TASK GOAL
Quote the data verbatim from its first line through the line containing "left=204, top=447, right=262, bottom=498", inclusive, and omit the pictures.
— BEGIN ENTRIES SHOWN —
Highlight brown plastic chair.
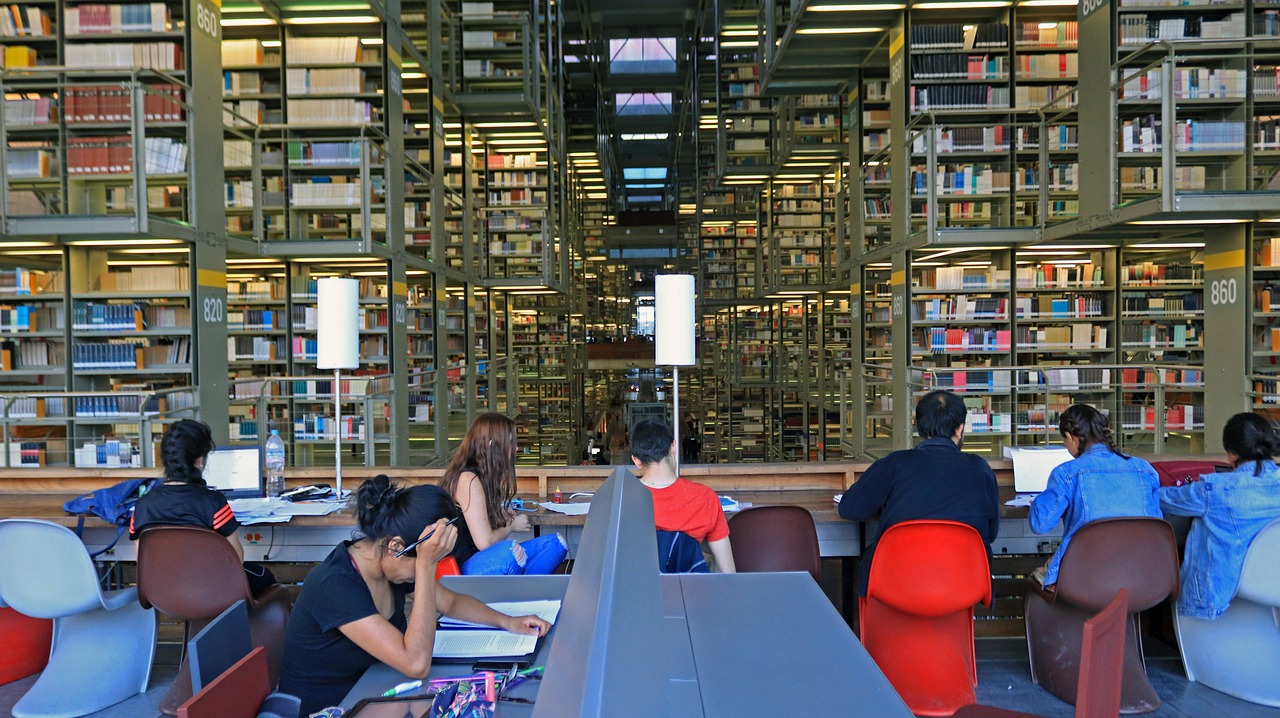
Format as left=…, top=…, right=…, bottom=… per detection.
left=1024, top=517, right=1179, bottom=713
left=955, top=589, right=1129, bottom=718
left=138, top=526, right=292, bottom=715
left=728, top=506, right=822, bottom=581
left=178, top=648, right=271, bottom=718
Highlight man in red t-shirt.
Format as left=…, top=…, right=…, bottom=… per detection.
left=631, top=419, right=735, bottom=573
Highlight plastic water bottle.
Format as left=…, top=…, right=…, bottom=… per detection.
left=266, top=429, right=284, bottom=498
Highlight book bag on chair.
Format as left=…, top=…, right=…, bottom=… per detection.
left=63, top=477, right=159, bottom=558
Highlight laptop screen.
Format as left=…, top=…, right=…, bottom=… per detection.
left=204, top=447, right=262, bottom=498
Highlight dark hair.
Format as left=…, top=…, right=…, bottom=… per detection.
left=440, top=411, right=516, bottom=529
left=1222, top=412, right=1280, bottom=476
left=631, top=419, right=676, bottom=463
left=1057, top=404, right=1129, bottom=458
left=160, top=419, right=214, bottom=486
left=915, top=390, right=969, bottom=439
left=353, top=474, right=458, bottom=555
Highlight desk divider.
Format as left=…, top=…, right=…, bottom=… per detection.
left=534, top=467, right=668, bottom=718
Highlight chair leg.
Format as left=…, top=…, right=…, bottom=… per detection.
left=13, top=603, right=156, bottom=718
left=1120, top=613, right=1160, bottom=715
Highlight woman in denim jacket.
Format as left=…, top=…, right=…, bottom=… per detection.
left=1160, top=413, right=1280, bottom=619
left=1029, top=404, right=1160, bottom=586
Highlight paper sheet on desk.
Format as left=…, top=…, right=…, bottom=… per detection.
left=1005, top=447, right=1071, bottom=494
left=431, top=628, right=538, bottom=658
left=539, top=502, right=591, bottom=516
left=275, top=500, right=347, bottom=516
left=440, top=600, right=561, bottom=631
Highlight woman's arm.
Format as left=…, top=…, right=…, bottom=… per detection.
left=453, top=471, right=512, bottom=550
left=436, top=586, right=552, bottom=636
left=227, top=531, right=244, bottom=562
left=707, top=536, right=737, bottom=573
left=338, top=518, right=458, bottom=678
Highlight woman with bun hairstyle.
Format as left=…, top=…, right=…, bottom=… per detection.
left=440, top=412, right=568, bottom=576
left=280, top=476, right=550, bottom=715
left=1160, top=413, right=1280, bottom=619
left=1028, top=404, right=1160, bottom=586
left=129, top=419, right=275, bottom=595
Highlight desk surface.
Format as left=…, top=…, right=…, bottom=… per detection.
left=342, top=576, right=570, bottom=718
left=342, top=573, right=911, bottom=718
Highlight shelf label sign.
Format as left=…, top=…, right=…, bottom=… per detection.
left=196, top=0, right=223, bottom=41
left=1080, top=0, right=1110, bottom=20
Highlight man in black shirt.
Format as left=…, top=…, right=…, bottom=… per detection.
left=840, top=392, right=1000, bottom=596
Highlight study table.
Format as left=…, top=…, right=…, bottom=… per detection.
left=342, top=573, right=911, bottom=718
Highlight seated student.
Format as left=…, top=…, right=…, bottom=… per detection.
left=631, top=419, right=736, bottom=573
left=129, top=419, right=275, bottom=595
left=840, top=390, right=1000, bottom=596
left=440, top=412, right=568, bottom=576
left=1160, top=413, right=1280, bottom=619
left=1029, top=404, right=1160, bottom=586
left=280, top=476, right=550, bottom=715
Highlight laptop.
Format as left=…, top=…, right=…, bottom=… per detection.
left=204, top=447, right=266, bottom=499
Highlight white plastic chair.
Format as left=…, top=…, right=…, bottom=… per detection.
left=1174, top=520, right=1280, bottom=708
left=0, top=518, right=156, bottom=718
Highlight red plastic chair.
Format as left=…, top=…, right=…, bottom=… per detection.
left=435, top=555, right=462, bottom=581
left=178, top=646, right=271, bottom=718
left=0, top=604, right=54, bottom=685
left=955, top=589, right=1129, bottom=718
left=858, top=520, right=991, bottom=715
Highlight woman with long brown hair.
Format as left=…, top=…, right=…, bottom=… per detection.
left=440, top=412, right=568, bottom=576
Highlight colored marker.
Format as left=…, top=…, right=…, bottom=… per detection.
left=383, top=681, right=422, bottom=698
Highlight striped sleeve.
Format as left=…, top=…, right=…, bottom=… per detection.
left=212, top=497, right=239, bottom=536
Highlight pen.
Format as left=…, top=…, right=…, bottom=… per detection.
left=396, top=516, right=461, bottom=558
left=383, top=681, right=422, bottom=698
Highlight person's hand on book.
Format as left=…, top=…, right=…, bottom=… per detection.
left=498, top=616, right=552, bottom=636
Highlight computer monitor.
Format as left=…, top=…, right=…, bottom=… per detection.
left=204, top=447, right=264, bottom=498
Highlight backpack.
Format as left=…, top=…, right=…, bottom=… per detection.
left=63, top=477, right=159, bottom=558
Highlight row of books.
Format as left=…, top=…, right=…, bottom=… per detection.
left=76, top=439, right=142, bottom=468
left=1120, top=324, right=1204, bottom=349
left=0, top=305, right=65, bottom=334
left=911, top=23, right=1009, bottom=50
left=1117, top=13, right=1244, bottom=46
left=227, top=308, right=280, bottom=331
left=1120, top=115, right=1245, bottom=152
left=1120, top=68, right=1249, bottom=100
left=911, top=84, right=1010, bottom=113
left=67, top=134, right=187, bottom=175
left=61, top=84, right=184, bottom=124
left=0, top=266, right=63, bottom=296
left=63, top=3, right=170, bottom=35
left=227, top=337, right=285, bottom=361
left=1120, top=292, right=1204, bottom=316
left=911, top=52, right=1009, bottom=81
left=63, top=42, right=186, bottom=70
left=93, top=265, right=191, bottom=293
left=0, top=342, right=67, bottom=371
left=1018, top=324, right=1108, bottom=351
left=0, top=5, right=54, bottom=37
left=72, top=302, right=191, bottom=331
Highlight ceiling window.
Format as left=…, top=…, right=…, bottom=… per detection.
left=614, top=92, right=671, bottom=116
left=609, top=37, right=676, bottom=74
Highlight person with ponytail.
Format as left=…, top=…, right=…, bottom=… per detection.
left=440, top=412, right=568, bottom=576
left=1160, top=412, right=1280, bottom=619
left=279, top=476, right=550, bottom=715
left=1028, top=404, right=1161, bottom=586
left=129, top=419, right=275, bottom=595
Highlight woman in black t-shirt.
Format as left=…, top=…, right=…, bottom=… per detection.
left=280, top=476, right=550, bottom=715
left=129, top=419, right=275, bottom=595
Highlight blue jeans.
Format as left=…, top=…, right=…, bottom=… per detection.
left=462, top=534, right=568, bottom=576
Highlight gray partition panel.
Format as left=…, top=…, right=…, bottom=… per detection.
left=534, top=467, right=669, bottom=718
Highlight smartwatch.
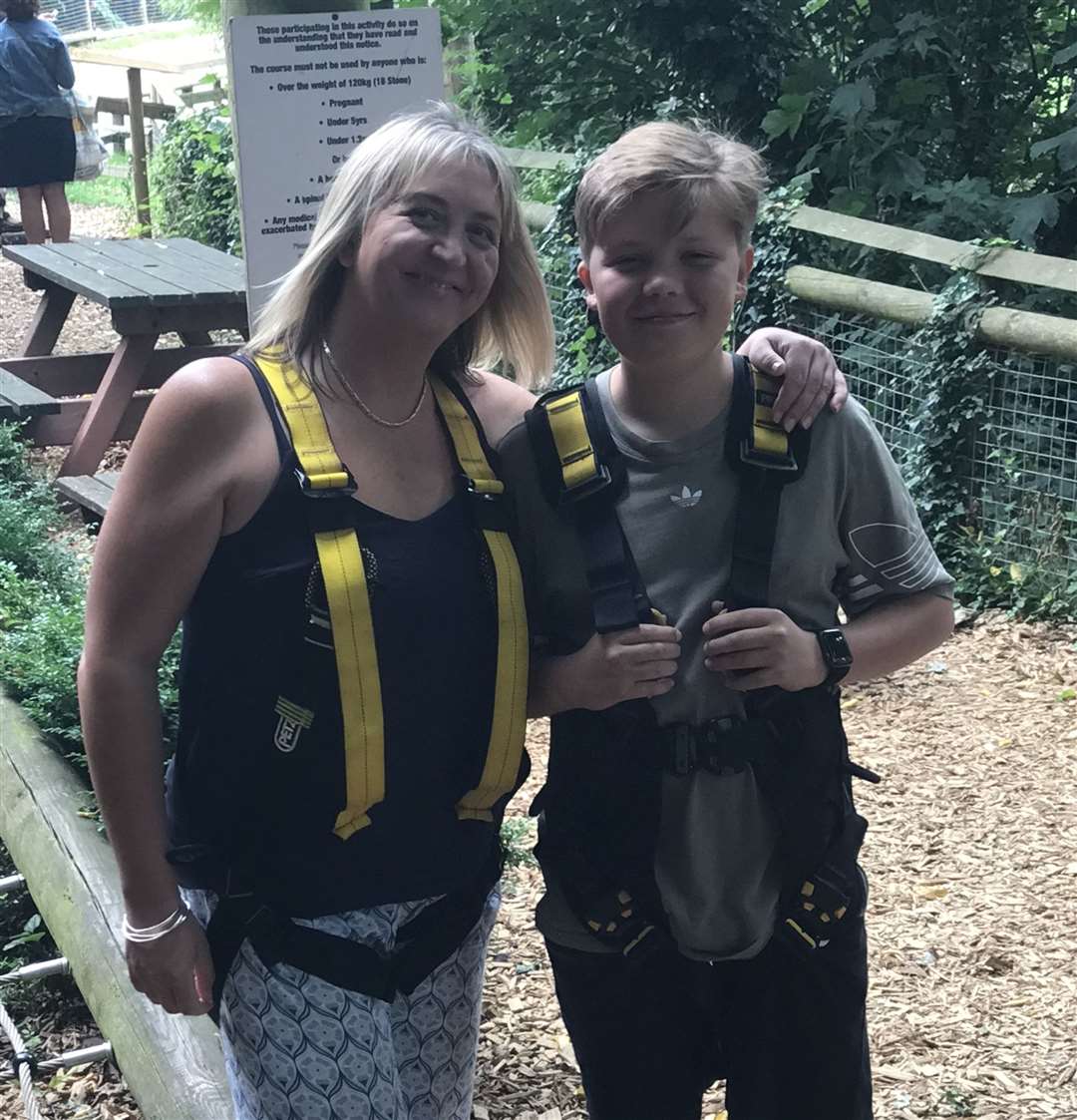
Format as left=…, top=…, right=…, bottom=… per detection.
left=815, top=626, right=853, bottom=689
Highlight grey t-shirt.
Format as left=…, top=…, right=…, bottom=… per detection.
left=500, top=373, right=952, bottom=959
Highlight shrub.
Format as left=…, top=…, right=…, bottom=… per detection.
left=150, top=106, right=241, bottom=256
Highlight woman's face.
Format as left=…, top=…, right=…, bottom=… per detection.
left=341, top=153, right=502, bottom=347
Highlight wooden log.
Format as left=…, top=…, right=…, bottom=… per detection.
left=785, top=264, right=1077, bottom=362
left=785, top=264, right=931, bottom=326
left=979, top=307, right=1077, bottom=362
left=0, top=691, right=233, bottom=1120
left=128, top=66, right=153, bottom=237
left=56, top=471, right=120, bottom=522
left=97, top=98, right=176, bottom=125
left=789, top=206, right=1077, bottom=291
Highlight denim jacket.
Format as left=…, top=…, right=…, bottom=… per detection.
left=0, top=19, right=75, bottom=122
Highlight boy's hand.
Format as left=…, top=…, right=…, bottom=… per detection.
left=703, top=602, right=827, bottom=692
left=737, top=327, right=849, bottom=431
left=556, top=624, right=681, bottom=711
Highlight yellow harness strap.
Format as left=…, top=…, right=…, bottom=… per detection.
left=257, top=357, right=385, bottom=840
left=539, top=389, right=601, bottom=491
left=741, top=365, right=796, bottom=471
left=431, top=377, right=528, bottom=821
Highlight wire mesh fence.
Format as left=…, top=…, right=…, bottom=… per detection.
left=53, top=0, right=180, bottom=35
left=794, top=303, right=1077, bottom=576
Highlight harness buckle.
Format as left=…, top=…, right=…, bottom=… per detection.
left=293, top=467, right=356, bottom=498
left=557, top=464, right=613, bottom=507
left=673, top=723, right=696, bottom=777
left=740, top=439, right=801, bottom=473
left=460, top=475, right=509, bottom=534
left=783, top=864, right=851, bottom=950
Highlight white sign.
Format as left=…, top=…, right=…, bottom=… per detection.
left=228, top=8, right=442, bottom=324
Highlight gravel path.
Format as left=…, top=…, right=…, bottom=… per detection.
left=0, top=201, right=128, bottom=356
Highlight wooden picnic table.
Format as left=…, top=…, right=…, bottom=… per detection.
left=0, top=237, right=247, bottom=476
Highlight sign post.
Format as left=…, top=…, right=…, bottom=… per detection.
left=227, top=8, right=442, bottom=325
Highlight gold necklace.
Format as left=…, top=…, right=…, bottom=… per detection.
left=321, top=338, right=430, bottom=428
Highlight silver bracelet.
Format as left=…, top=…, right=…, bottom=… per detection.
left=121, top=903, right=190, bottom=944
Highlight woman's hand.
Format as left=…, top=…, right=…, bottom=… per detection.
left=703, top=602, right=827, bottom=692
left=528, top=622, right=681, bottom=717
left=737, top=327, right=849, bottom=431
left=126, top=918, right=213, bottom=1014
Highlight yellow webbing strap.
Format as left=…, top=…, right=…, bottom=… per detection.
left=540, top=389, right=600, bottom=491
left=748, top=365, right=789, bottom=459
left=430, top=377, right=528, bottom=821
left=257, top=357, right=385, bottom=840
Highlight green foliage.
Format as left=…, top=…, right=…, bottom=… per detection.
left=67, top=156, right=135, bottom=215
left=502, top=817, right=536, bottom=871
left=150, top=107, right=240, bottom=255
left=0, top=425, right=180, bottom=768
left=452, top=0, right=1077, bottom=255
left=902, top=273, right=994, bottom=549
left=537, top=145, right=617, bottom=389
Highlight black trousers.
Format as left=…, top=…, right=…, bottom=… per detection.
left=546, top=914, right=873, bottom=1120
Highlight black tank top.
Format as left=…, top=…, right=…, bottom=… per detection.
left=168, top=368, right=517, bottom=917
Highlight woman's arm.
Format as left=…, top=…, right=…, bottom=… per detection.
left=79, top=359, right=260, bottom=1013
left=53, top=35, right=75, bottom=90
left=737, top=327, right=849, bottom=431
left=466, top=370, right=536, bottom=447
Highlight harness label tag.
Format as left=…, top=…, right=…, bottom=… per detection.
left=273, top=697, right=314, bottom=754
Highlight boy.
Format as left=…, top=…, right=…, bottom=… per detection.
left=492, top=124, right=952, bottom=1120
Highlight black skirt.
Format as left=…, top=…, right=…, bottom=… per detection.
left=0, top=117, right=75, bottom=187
— END ENTRIES SHOWN —
CORRECT RESULT
Highlight brown plastic chair.
Format as left=…, top=…, right=…, bottom=… per detection.
left=1024, top=517, right=1179, bottom=713
left=955, top=589, right=1129, bottom=718
left=138, top=526, right=292, bottom=715
left=728, top=506, right=822, bottom=581
left=178, top=648, right=271, bottom=718
Highlight man in red t-shirt.
Format as left=…, top=…, right=…, bottom=… per detection.
left=631, top=419, right=735, bottom=573
Highlight plastic water bottle.
Format as left=…, top=…, right=…, bottom=… per detection.
left=266, top=429, right=284, bottom=498
Highlight book bag on chair.
Format as left=…, top=…, right=…, bottom=… per detection.
left=63, top=477, right=159, bottom=558
Highlight laptop screen.
Format as left=…, top=…, right=…, bottom=… per detection.
left=204, top=447, right=262, bottom=498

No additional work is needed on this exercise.